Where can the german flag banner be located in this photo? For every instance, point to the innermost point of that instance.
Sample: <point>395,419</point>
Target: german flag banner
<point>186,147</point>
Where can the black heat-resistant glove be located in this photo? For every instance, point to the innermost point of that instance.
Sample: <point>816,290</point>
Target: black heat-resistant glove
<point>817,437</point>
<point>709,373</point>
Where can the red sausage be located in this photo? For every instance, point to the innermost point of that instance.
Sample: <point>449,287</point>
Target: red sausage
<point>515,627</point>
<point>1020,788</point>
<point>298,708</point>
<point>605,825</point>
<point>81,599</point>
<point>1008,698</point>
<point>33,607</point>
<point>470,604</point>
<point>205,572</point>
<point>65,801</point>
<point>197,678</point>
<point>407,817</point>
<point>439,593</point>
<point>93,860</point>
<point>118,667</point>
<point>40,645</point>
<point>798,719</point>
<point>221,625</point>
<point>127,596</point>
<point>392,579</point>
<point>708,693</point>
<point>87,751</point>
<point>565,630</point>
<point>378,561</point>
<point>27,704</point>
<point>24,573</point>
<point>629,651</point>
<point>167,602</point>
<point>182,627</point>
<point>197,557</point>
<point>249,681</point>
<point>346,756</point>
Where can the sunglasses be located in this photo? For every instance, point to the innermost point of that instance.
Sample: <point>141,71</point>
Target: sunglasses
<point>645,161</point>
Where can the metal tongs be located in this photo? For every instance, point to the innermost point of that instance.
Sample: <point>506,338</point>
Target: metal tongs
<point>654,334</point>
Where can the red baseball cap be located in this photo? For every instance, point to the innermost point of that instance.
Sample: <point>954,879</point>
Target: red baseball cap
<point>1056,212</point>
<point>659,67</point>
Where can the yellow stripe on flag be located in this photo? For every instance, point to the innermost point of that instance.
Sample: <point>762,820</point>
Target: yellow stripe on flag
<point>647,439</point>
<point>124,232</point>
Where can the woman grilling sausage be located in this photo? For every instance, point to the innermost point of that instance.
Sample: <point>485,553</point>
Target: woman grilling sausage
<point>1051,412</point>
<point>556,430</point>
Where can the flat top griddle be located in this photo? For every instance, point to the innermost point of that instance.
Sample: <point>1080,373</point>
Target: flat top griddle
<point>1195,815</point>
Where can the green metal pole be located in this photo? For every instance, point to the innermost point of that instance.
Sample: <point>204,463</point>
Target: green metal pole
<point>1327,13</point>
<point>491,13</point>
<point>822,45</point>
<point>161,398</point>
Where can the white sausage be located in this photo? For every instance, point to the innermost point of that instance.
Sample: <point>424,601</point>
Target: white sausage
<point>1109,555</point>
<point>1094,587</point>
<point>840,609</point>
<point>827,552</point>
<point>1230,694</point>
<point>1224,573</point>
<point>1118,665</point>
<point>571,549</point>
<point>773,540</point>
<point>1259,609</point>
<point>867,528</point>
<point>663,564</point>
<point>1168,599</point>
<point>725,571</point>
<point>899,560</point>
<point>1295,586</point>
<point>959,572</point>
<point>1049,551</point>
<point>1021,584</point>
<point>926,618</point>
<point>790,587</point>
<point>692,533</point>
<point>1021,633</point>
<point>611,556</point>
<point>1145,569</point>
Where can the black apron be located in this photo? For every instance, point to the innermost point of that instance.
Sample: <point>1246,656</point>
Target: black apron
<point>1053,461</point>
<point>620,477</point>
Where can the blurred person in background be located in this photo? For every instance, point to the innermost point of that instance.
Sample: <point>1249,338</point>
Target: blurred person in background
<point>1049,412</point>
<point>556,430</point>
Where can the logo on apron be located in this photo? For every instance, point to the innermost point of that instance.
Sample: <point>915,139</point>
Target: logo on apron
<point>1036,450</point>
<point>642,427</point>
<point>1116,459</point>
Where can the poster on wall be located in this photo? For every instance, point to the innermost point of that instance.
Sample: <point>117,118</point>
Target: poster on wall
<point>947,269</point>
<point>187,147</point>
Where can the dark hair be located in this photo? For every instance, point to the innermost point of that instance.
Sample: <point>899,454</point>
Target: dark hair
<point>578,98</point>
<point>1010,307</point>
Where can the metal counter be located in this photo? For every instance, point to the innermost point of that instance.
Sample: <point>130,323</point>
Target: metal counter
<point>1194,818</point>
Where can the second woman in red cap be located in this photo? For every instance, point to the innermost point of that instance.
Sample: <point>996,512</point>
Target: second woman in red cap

§ §

◆ What is being asked
What is needed is an exact copy of the lines from the one containing "Target: black apron" through the final line of the data, both included, and nothing more.

◆ Solution for this task
Target: black apron
<point>1053,461</point>
<point>620,477</point>
Where can the blurred person in background be located in this photo? For every instance, point to the innermost point of that instance.
Sample: <point>1249,338</point>
Target: blurred person in background
<point>1049,412</point>
<point>556,430</point>
Where can the logo on apron be located in this photo? For every instance, point to the innermost point of that instance.
Sample: <point>915,139</point>
Target: logo on apron
<point>1036,450</point>
<point>642,427</point>
<point>1116,459</point>
Where can the poster on wall be located in this photo? For every instance, point to the innermost point of that instance.
Sample: <point>117,118</point>
Target: poster on wall
<point>947,269</point>
<point>187,147</point>
Where can the dark hair be located in this photo? For every instance, point to the innermost point of that instance.
Sample: <point>899,454</point>
Target: dark hair
<point>578,98</point>
<point>1010,307</point>
Where can the metal counter be located in this photo? For every instance, point to the innermost point of that instance.
Sample: <point>130,323</point>
Target: metal counter
<point>1194,818</point>
Where can the second woman in red cap be located in this photo? For every instance, point to the innermost point of that instance.
Sample: <point>996,512</point>
Target: second woman in red cap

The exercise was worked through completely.